It seems that the downside of running the continuation first (at least in this example) is that it might fill up your work queue very quickly, and now you have the problem of deciding what to do when your work queue is full.

aew

With child stealing, we have to have O(N) space in the queue to fit all the spawned children. This could potentially use a very large amount of space if there is a lot of work spawned before any other thread has the chance to steal some. As @jinsikl mentioned, we would need a way to decide what to do when the queue is full, so that we can keep spawning children in the continuation.

smklein

A quick summary of one of the benefits of continuation stealing -- In code like this, which assumes that the continuation will spawn more threads, stealing the continuation means "stealing a large chunk of work", which implies the overhead cost of stealing is actually worth it.

uhkiv

For those of us who are in 312, this concept should remind us of streams we had to face on the midterm.

taegyunk

It would be much more beneficial to steal from the top of dequeue because

  • we can reduce the overhead from communication by exchanging a "larger" piece of work.
  • With run-child-first policy, the local thread would only push and pop at the bottom of dequeue which would potentially increase cache locality.
  • Also, stealing from other threads and pushing and popping from local thread would not interfere that much and we could reduce contention to work queue.
sluck

This paper written by one of the founders of Cilk arts details scheduling work items by stealing. In particular, it mentions that if an idle thread randomly chooses a thread to steal from but that thread also has an empty queue, then the first thread will uniformly at random choose another thread to steal from. More interestingly though, the paper talks about the motivation behind choosing to steal work instead of having a scheduler distribute the work. The idea is that when a scheduler distributes work, it is always distributing available work even to workers that are busy working. If instead threads steal work only when they're idle, then when all threads are busy, no work will be migrated around. Thus the paper claims that the overall amount of work migrated would be less when work is stolen rather than distributed.

**SHORT TASK:**
Output the work-stealing discussion verbatim from "It seems that" to "queue is full.". The items that follow come from a separate source and are unrelated to the work-stealing discussion.

**DATA:**
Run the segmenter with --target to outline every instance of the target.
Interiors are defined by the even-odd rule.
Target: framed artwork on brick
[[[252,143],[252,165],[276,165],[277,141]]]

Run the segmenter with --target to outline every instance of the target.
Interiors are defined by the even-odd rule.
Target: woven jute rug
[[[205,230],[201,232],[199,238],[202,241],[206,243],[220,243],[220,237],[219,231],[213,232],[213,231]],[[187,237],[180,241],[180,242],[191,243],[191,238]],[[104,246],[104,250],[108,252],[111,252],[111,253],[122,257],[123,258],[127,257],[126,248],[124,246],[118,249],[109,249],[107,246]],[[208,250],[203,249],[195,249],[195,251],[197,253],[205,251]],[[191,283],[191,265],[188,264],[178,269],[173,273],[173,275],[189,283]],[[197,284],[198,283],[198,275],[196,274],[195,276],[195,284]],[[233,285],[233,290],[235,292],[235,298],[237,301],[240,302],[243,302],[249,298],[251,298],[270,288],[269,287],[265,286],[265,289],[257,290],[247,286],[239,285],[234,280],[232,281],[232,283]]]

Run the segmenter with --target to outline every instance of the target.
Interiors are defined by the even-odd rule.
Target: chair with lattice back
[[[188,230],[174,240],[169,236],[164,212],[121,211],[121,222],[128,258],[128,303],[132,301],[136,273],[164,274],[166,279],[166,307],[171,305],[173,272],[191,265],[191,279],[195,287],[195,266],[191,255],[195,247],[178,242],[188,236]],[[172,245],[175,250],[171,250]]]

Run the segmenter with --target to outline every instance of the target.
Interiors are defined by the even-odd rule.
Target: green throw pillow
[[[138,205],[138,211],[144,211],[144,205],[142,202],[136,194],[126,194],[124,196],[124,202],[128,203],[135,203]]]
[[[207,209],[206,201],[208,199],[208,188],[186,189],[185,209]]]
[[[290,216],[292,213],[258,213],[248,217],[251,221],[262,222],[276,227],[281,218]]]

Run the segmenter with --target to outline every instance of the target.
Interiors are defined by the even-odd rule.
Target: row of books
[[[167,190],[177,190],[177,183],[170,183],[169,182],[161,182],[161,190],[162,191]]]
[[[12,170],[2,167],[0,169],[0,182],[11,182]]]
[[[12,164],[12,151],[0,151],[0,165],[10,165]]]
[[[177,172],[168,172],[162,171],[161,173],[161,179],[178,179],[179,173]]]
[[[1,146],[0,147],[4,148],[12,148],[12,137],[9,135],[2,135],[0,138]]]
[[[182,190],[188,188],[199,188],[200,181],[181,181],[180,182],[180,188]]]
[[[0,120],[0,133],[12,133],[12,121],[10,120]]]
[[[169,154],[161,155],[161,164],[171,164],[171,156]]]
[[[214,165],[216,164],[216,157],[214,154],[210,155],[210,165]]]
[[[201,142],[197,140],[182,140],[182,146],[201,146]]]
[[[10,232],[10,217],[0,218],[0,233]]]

**ANSWER TO THE PROBLEM:**
It seems that the downside of running the continuation first (at least in this example) is that it might fill up your work queue very quickly, and now you have the problem of deciding what to do when your work queue is full.